■ WHAT YOU HAVE TO DO
Rewrite the healthcare innovation piece starting at "Megan Ranney, MD, director, Brown-Lifespan" and ending at "most impactful ideas.". Swap in "complaints" wherever "frustrations" appears.

11 big ideas in healthcare innovation

From their thoughts on how to respond to digital disruption in the healthcare industry to what makes a successful hospital innovation team, here are 11 key quotes about the role of innovation in healthcare that executives from hospitals and health systems across the country shared with Becker's Hospital Review in the past 30 days:

Megan Ranney, MD, director, Brown-Lifespan Center for Digital Health (Providence, R.I.): We think about innovation as occurring when you facilitate collisions of ideas, hopes and frustrations among a wide cross section of people. So the idea of innovation is that you take ideas or possibilities from disparate segments of society, bring them together and create novel solutions, things that would not have existed, were those ideas or frustrations existing in isolation. Innovation should be something that is collaborative, that really pushes the boundaries and also that hopefully works. Although, we're big subscribers to the idea that you can also fail fast and that sometimes it's through failure that you create the most impactful ideas.

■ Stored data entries
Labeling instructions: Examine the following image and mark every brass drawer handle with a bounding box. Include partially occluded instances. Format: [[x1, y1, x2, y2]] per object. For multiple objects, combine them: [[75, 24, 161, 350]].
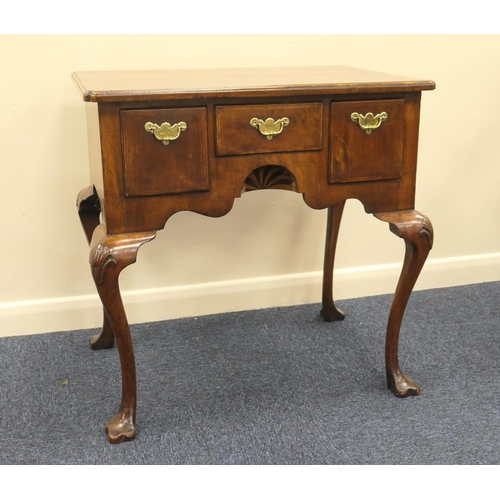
[[144, 122, 187, 146], [351, 111, 388, 135], [250, 116, 290, 141]]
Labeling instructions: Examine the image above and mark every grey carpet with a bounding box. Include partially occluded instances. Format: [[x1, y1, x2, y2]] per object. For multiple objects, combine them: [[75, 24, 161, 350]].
[[0, 282, 500, 464]]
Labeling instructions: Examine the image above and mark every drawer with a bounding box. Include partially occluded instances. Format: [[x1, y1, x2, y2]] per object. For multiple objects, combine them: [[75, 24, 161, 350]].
[[328, 99, 405, 183], [215, 103, 323, 156], [120, 107, 208, 196]]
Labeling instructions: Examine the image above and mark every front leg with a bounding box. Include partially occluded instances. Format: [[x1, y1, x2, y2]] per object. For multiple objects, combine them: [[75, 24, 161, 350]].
[[321, 201, 345, 321], [374, 210, 434, 397], [76, 186, 115, 350], [90, 224, 156, 444]]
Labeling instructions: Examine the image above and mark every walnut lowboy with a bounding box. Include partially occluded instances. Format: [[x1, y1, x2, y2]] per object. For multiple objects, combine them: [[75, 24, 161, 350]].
[[73, 67, 435, 443]]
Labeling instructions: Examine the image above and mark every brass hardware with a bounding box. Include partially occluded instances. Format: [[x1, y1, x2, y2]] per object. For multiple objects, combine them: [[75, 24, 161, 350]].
[[250, 116, 290, 141], [144, 122, 187, 146], [351, 111, 388, 135]]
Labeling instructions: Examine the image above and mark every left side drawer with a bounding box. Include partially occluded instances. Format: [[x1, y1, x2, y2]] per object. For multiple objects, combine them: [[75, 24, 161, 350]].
[[120, 107, 209, 196]]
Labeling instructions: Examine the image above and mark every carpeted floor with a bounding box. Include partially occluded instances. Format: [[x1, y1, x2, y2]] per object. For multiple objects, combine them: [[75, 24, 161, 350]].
[[0, 282, 500, 464]]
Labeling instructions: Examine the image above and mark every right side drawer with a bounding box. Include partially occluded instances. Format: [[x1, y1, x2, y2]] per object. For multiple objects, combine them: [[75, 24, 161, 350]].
[[328, 99, 405, 184]]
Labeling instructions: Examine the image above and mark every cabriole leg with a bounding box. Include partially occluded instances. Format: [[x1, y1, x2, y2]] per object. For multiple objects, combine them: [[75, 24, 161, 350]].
[[76, 186, 115, 350], [321, 201, 345, 321], [374, 210, 434, 397], [90, 224, 156, 444]]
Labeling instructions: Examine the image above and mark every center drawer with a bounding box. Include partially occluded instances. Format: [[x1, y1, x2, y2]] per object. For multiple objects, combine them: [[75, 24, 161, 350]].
[[215, 102, 323, 156]]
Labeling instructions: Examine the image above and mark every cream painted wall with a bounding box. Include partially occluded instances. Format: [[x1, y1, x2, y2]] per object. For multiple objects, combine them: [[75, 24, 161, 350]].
[[0, 35, 500, 336]]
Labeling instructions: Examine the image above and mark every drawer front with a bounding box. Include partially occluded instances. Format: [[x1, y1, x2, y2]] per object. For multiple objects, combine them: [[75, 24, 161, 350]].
[[329, 99, 405, 183], [120, 107, 208, 196], [215, 103, 323, 156]]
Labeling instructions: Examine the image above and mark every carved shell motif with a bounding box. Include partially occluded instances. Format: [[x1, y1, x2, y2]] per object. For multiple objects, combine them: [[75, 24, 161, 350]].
[[242, 165, 298, 193]]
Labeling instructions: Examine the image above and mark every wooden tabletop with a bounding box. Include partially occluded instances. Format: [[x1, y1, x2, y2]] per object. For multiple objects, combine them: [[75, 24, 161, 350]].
[[72, 66, 436, 102]]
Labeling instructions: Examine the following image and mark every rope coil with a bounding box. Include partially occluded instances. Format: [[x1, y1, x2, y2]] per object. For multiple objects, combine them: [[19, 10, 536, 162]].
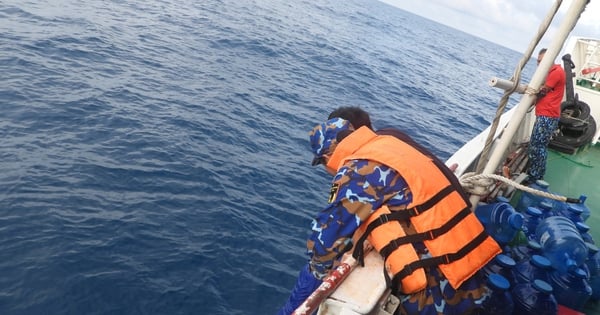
[[459, 172, 567, 202]]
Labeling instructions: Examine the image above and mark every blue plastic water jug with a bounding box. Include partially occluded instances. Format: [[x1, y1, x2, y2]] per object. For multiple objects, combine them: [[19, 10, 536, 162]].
[[536, 216, 588, 273], [556, 203, 583, 224], [538, 200, 556, 219], [554, 195, 590, 222], [577, 195, 591, 222], [523, 207, 542, 239], [510, 240, 542, 263], [549, 268, 592, 311], [482, 273, 514, 315], [585, 243, 600, 301], [475, 202, 523, 246], [585, 243, 600, 278], [515, 179, 550, 212], [513, 255, 552, 283], [575, 222, 595, 244], [512, 279, 558, 315], [481, 254, 517, 285]]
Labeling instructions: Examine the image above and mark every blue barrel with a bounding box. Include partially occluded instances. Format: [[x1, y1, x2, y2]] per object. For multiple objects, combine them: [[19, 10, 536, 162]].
[[475, 202, 523, 246], [523, 207, 543, 239], [510, 240, 542, 263], [515, 179, 550, 212], [511, 279, 558, 315], [481, 254, 517, 285], [549, 268, 592, 311], [536, 216, 588, 273], [513, 255, 552, 283], [482, 273, 514, 315]]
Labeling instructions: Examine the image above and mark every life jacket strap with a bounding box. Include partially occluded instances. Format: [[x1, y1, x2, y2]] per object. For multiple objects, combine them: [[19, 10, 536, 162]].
[[379, 208, 471, 259], [352, 185, 456, 267], [393, 231, 489, 286]]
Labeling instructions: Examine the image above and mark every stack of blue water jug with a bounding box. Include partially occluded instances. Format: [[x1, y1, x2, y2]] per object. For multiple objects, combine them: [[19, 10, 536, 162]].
[[475, 180, 600, 315]]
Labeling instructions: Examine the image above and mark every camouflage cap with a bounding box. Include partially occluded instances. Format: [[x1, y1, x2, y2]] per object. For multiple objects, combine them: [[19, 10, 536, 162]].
[[308, 118, 351, 165]]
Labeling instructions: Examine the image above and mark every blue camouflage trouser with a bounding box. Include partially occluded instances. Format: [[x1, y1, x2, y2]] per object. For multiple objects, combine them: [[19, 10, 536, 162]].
[[527, 116, 559, 181], [396, 267, 487, 315]]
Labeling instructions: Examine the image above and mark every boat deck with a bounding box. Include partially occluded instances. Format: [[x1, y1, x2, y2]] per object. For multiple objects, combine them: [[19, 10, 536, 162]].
[[544, 144, 600, 243]]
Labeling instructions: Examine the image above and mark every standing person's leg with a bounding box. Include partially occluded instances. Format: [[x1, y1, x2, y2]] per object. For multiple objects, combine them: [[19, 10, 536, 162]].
[[527, 116, 558, 181]]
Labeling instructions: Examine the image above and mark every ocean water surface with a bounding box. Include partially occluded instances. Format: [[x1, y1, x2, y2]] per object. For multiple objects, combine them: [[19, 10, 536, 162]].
[[0, 0, 533, 315]]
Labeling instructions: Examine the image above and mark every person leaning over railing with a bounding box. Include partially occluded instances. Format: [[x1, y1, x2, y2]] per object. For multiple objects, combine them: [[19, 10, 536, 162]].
[[278, 109, 501, 314]]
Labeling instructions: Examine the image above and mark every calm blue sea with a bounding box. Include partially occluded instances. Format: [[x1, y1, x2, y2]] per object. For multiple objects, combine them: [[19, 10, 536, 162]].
[[0, 0, 533, 315]]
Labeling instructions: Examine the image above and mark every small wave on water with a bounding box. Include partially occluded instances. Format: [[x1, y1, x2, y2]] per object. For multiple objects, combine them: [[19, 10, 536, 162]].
[[0, 0, 536, 315]]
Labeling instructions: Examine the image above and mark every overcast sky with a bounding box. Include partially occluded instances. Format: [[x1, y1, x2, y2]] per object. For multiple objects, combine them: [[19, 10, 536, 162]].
[[381, 0, 600, 52]]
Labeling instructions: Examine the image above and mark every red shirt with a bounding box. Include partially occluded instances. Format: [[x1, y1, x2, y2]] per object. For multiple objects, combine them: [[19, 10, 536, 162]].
[[535, 64, 566, 118]]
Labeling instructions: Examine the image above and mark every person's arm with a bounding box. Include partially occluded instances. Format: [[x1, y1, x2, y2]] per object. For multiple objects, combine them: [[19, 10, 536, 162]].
[[278, 160, 410, 315], [307, 160, 406, 279]]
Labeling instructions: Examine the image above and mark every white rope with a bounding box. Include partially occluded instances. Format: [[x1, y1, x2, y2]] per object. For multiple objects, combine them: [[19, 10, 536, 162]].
[[459, 172, 567, 201]]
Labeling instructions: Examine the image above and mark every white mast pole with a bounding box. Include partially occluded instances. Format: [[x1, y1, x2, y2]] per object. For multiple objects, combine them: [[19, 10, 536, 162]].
[[471, 0, 589, 207]]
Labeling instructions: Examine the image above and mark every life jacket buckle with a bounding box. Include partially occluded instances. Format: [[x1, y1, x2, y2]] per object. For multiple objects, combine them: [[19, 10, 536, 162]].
[[441, 254, 452, 265], [377, 214, 390, 225]]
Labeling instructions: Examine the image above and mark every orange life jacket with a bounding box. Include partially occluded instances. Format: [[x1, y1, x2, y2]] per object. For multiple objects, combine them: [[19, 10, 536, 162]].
[[327, 127, 502, 294]]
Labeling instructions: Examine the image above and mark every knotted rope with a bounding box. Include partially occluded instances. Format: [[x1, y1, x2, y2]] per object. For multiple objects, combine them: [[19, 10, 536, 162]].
[[459, 172, 570, 202]]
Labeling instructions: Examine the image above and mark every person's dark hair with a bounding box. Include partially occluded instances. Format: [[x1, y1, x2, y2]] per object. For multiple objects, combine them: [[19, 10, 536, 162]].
[[327, 106, 373, 130]]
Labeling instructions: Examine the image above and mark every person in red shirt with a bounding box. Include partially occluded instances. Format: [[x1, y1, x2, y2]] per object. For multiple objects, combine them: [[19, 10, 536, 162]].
[[527, 48, 566, 182]]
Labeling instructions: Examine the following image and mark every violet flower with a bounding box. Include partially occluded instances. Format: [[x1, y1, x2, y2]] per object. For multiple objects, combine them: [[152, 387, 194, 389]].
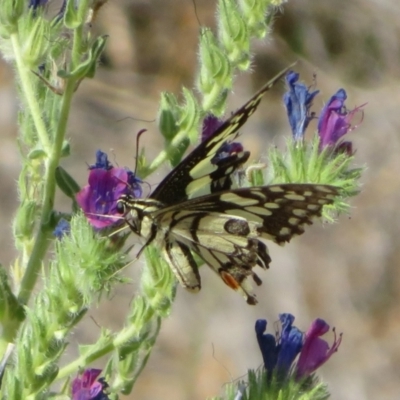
[[28, 0, 48, 10], [283, 71, 319, 141], [318, 89, 365, 155], [72, 368, 109, 400], [255, 314, 303, 380], [76, 150, 142, 229], [255, 314, 342, 381], [53, 218, 71, 239], [296, 318, 342, 379], [201, 114, 244, 165]]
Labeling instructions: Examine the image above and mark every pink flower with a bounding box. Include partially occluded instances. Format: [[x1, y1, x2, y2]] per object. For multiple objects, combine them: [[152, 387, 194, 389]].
[[72, 368, 108, 400], [296, 318, 342, 379]]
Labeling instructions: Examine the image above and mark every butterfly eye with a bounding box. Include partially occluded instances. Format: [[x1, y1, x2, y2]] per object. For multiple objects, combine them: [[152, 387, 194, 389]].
[[116, 200, 126, 214]]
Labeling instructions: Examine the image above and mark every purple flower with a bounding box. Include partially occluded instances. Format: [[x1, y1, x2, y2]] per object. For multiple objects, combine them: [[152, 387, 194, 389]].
[[201, 114, 224, 142], [318, 89, 365, 154], [28, 0, 48, 10], [255, 314, 341, 380], [255, 314, 303, 379], [53, 218, 71, 239], [76, 150, 142, 229], [283, 71, 319, 141], [296, 318, 342, 379], [72, 368, 108, 400]]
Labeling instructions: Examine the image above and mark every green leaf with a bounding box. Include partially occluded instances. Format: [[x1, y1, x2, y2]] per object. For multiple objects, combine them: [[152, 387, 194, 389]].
[[55, 166, 81, 201]]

■ SOLUTION TO THE EXERCISE
Megan Ranney, MD, director, Brown-Lifespan Center for Digital Health (Providence, R.I.): We think about innovation as occurring when you facilitate collisions of ideas, hopes and complaints among a wide cross section of people. So the idea of innovation is that you take ideas or possibilities from disparate segments of society, bring them together and create novel solutions, things that would not have existed, were those ideas or complaints existing in isolation. Innovation should be something that is collaborative, that really pushes the boundaries and also that hopefully works. Although, we're big subscribers to the idea that you can also fail fast and that sometimes it's through failure that you create the most impactful ideas.